Task requirements → Gather every line of the records below that contains the string "corners", and copy each one.

Dataset rows →
>> START

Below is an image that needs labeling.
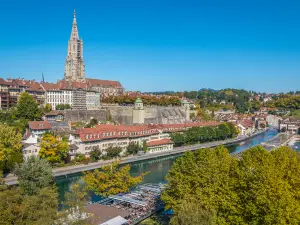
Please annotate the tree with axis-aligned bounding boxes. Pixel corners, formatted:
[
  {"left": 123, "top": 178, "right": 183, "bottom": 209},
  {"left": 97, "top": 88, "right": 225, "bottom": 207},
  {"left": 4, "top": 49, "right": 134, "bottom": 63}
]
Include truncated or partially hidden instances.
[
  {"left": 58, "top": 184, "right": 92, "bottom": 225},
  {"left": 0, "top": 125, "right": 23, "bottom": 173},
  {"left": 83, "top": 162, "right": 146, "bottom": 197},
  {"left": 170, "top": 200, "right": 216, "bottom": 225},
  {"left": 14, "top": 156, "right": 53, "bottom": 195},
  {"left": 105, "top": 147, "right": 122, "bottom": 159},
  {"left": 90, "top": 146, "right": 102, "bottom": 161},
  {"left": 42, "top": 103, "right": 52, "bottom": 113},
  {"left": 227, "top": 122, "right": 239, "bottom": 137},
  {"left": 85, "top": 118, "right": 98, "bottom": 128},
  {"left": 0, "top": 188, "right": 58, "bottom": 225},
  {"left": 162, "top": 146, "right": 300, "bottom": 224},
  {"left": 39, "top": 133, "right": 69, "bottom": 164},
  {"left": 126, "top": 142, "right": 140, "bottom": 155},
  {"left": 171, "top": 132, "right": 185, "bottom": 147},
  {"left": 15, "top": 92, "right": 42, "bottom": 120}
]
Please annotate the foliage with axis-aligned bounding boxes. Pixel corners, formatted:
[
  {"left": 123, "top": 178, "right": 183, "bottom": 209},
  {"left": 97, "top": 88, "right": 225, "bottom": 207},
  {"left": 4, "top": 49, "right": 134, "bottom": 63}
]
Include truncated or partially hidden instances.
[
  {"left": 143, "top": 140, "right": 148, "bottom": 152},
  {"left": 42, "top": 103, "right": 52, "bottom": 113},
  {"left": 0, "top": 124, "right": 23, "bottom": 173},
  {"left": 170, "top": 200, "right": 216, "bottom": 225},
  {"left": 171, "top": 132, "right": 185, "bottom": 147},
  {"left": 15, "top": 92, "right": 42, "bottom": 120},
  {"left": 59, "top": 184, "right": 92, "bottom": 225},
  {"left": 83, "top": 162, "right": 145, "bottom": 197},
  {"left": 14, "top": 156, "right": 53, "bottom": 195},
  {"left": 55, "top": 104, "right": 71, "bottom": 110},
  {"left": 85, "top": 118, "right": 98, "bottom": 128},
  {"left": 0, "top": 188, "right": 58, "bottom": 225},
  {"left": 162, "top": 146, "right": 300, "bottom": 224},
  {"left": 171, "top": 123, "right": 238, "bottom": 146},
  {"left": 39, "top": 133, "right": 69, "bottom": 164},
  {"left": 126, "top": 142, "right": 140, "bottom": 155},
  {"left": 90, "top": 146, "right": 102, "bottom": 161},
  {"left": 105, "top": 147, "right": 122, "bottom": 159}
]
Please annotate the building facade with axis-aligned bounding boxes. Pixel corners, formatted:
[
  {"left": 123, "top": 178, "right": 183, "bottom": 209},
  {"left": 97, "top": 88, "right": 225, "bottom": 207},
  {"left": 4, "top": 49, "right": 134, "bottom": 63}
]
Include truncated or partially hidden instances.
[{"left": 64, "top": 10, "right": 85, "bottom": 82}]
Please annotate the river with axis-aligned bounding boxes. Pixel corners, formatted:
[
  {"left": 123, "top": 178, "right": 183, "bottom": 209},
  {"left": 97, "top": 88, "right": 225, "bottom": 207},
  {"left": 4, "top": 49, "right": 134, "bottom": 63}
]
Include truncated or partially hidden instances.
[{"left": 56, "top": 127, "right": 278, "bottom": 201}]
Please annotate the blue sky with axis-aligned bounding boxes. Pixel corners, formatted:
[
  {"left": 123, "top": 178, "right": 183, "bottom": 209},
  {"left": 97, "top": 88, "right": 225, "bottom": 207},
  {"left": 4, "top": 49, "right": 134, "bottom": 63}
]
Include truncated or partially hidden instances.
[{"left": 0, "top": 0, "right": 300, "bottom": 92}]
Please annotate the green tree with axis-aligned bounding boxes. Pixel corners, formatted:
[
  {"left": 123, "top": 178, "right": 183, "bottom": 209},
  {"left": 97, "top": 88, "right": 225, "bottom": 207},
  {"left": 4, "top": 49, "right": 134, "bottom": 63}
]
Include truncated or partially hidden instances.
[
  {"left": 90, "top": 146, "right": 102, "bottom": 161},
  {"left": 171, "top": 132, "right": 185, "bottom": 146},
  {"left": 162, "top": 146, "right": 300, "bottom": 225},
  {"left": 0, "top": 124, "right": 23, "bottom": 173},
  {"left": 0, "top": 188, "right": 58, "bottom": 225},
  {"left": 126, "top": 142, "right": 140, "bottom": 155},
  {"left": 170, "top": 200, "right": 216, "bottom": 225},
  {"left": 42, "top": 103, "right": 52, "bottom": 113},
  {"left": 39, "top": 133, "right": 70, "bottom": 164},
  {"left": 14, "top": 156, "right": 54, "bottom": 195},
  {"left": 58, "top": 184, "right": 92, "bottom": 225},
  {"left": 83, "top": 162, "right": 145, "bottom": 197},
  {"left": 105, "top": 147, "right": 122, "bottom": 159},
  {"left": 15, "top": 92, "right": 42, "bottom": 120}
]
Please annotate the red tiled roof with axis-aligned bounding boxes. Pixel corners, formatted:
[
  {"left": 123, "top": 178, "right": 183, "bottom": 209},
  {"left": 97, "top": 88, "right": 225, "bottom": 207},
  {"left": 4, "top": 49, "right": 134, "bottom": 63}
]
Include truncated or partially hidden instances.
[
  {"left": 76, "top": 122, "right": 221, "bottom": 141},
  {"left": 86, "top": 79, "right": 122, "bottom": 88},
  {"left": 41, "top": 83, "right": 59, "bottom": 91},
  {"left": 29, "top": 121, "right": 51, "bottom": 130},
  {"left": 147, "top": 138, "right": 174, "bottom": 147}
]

>> END

Finished task →
Please annotate the tree with axis-aligned bounding boxes. Pixel corners, formatted:
Please annotate the foliage with axis-aligned bounding boxes. Pixel corners, formatted:
Please annotate the building facade with axis-aligned bounding boxes. Pixel corners, formatted:
Please annotate the river with axis-aligned bounding boxes. Pixel corners, formatted:
Please annotate the blue sky with axis-aligned bounding boxes. Pixel corners, formatted:
Please annotate the green tree with axis-aligned bounding boxes. Pixel corners, formatted:
Please annotate the red tiled roof with axis-aligned bounding boxes. Pixel corners, formatted:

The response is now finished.